# Texte à lire
↓
Neuchâtel: vingt ans que les trois Eglises sont à l’écoute de la rue
«Susciter des rencontres et offrir une écoute dans le respect et la dignité de chacun», c’est la mission de l’aumônerie œcuménique de rue du canton de Neuchâtel, qui soufflera ses vingt bougies les 1er et 2 septembre. Lors de deux journées de fête, à La Chaux-de-Fonds et Neuchâtel, les trois Eglises reconnues du canton (l’Eglise réformée évangélique et les Eglises catholique romaine et catholique-chrétienne) célébreront leur heureuse collaboration, qui suppose l’engagement de prêtres, pasteurs, diacres, laïcs permanents ainsi qu’une équipe de bénévoles. A l’écoute de personnes «fragilisées, isolées ou en situation de précarité», le diacre réformé Jean-Marc Leresche, responsable de La Lanterne à Neuchâtel, livre quelques observations sur l’utilité d’une telle présence, à l’heure où précarité et solitudes sont «toujours plus présentes». Interview.
A quel type de population avez-vous affaire?
Des gens seuls, et qui ont besoin d’être accueillis et écoutés, ce qui est assez nouveau. Avant, nous accueillions beaucoup de personnes toxicomanes, qui ont maintenant trouvé d’autres structures, hôpitaux de jour ou accompagnements spécifiques. Aujourd’hui, ce sont les problématiques de solitude et de précarité financière qui dominent chez les personnes qui viennent nous trouver. Celles-ci sont souvent plutôt âgées, autour de la septantaine principalement. Quelques personnes viennent parfois demander un soutien financier, ce que nous ne prodiguons pas. Nous donnons toutefois de petits coups de pouce sous forme de bons Migros pour aider certaines personnes à traverser une fin de mois difficile.
Quels sont les principaux besoins exprimés?
Ce qu’on ressent, c’est qu’il y a un grand besoin d’écoute, de présence, de respect et de dignité. Les personnes que nous rencontrons ont un cruel besoin de prise en considération de qui elles sont. Souvent, elles sont cataloguées par la population et certains thérapeutes. Au-delà des étiquettes douloureuses – «cas sociaux», «malades» –, accueillir nos bénéficiaires uniquement en tant que personnes leur est donc parfois salutaire.
↑
# Contenu des données
↓
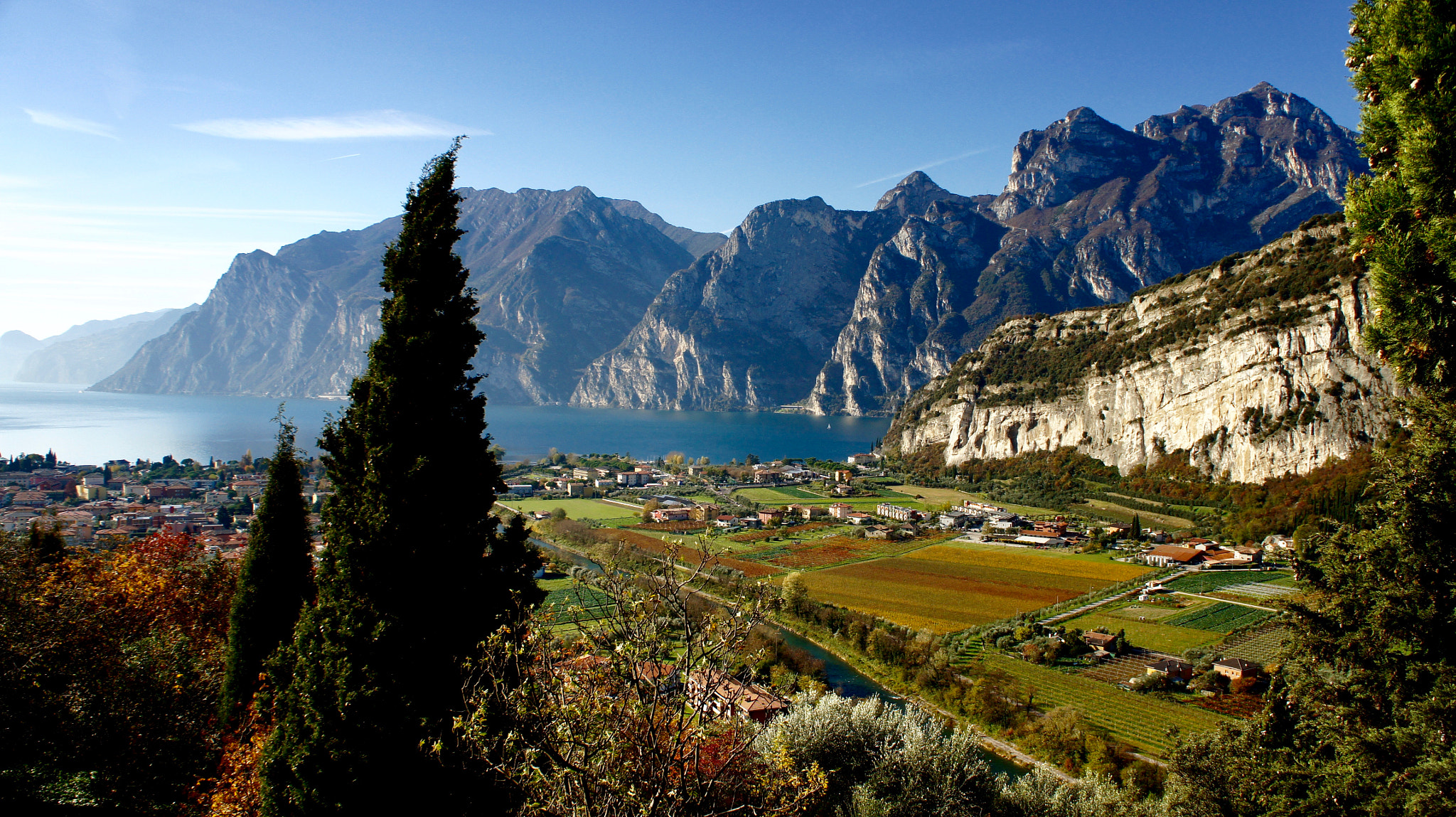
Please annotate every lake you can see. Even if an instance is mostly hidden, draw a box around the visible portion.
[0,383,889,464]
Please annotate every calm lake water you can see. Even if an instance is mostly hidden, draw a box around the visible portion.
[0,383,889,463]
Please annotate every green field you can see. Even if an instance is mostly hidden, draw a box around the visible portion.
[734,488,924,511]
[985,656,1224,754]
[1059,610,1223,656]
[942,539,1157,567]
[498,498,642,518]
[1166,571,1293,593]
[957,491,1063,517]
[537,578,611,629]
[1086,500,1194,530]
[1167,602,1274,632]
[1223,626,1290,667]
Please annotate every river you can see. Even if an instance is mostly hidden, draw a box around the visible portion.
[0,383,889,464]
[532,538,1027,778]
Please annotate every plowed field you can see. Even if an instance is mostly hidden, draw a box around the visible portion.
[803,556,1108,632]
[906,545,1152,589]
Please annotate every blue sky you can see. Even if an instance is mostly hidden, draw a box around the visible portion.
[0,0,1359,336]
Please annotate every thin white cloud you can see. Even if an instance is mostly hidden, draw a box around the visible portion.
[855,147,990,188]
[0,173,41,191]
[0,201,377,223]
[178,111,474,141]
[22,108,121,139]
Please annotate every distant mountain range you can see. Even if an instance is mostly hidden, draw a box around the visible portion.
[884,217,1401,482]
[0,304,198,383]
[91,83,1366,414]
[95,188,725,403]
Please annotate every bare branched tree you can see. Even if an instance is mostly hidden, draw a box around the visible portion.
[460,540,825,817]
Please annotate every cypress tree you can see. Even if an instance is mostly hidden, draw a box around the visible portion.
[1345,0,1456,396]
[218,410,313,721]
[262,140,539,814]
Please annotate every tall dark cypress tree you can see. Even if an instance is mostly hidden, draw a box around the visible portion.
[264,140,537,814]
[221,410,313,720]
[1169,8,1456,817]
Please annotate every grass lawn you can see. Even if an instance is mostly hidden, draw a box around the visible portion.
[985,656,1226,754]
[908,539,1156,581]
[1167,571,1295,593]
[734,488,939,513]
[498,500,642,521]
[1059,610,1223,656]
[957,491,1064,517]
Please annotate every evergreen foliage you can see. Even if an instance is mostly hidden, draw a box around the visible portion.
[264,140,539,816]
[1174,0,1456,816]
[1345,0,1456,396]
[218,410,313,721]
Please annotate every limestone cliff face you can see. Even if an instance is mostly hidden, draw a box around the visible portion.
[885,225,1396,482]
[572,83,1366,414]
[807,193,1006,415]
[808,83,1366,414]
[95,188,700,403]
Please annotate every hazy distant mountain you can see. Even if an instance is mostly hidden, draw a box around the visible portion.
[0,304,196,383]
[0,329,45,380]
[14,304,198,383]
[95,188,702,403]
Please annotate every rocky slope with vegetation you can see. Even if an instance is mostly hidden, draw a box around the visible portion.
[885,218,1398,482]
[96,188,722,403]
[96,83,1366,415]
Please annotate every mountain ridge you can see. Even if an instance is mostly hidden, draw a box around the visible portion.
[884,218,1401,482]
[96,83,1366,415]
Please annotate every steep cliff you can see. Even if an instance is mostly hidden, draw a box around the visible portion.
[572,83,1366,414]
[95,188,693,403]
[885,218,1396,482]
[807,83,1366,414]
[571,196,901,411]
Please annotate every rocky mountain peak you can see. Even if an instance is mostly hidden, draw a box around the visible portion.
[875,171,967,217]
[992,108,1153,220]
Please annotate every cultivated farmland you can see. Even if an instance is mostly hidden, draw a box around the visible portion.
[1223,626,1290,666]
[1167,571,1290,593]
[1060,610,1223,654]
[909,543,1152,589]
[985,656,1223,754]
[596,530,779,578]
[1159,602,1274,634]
↑
↓
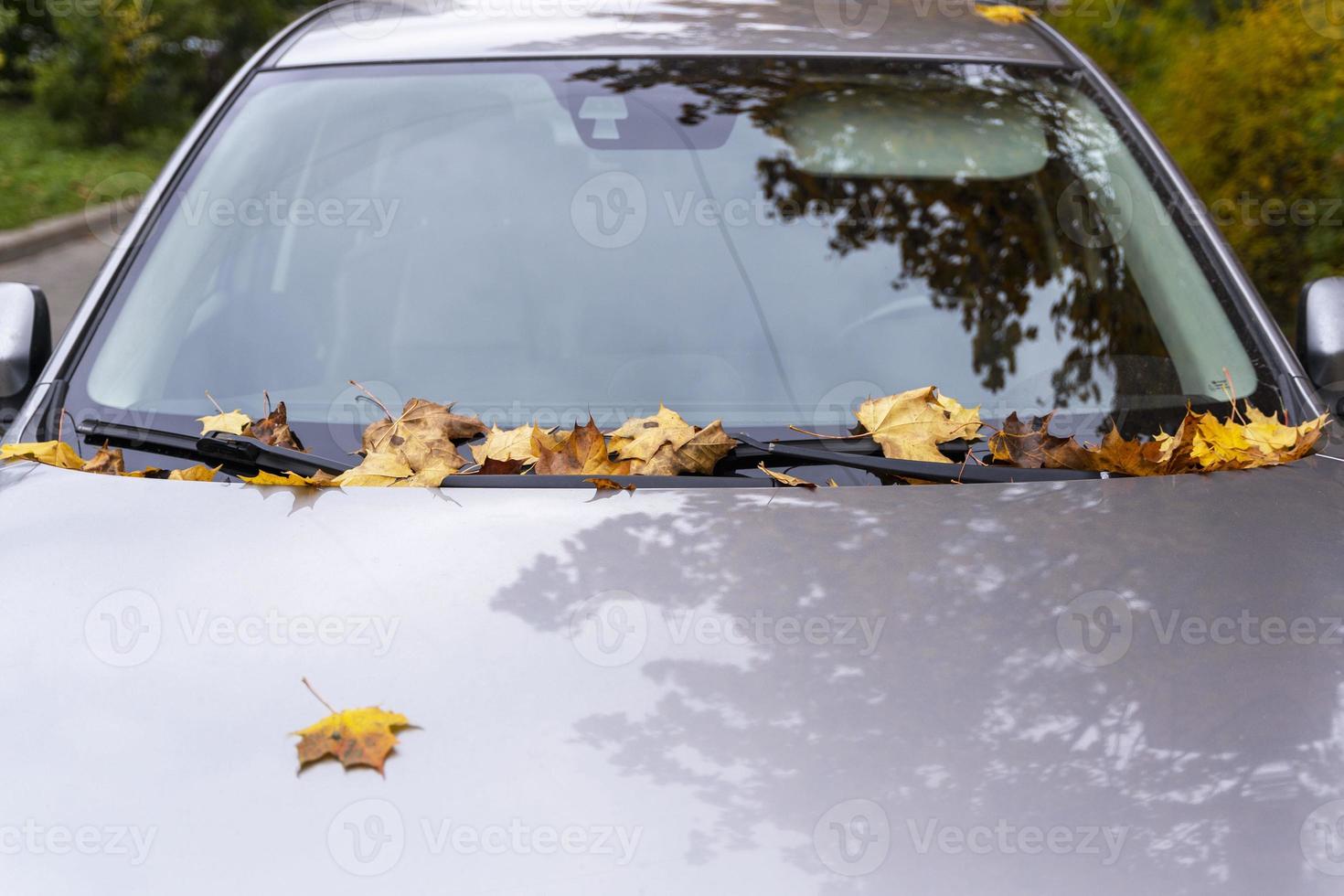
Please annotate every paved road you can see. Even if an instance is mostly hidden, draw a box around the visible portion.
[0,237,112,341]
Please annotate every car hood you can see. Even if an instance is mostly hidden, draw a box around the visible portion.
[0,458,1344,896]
↑
↓
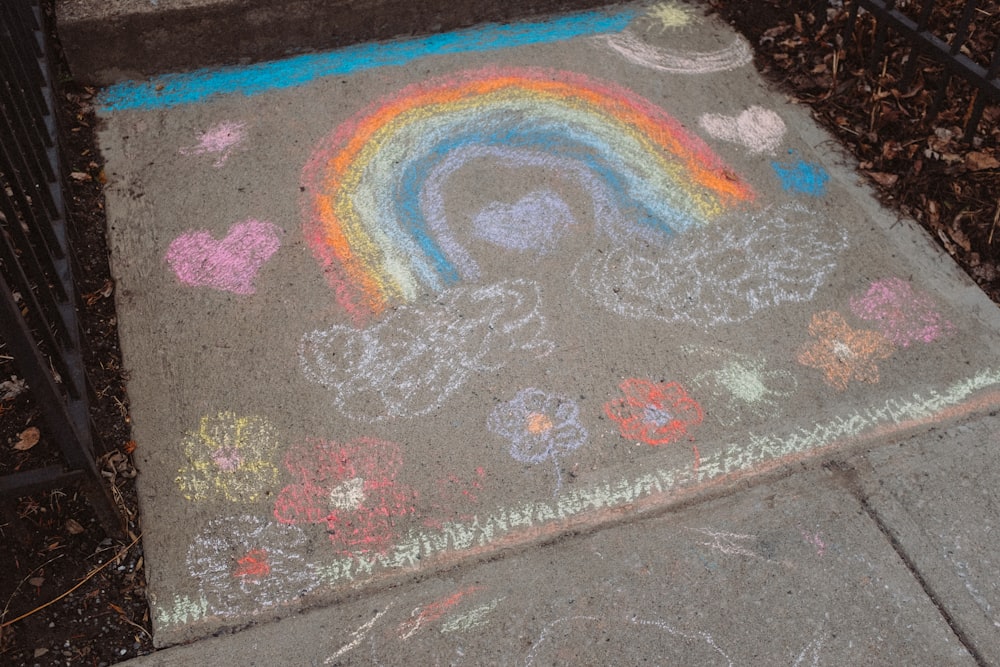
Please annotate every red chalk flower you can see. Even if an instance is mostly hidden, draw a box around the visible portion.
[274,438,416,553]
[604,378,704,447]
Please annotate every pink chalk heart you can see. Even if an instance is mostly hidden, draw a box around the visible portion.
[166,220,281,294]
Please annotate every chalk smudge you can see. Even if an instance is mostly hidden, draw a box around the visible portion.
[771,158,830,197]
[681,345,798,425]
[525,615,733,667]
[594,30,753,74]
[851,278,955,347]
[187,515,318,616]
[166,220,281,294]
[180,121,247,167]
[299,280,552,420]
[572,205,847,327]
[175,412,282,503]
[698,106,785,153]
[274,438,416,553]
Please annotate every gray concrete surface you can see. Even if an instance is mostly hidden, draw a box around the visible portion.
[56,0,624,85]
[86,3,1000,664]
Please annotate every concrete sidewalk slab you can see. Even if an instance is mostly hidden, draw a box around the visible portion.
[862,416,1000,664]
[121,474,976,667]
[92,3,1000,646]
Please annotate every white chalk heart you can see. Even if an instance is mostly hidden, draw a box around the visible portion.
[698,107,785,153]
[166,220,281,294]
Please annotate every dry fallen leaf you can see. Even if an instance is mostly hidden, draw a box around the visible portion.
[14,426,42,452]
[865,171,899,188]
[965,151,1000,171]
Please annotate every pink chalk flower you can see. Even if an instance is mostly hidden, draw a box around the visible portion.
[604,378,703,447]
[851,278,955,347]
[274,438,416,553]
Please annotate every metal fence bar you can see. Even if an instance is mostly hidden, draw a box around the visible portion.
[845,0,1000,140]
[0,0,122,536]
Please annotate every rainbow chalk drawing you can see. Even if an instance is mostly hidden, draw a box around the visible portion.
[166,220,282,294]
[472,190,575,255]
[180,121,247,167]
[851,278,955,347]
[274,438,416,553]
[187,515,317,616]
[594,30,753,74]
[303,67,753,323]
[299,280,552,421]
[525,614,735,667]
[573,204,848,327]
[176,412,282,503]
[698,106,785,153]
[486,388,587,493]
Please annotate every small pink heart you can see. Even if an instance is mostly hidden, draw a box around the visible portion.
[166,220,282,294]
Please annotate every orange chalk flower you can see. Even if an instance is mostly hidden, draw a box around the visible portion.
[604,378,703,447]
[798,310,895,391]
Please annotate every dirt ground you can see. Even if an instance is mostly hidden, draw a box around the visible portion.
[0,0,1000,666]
↑
# À faire
1. Selon l'article sur l'aumônerie de rue de Neuchâtel, autour de quel âge se situent principalement les personnes qui viennent trouver l'aumônerie ?
2. Poursuivez l'article sur l'aumônerie de rue de Neuchâtel à la suite de sa dernière phrase.

# Résultats
1. Elles ont principalement autour de la septantaine.

2.
Quelle est votre marge de manœuvre sur certaines difficultés?
Notre force est de travailler en réseau avec d’autres institutions sociales du canton, comme le CSP ou Caritas. Nous orientons donc les personnes vers ces structures quand le besoin se fait sentir, et à l’inverse, quand ces personnes fréquentent ces lieux et qu’un besoin spirituel se manifeste dans leur discours, elles nous sont envoyées tout naturellement.
Quel accueil fait-on aux gens d’Eglise, dans la rue , aujourd’hui? La perception est-elle toujours la même?
Je ne suis pas certain que tout le monde sache très bien que La Lanterne est un lieu soutenu par les Eglises. Il s’agit parfois pour certaines personnes de simplement faire une halte et d’être écouté.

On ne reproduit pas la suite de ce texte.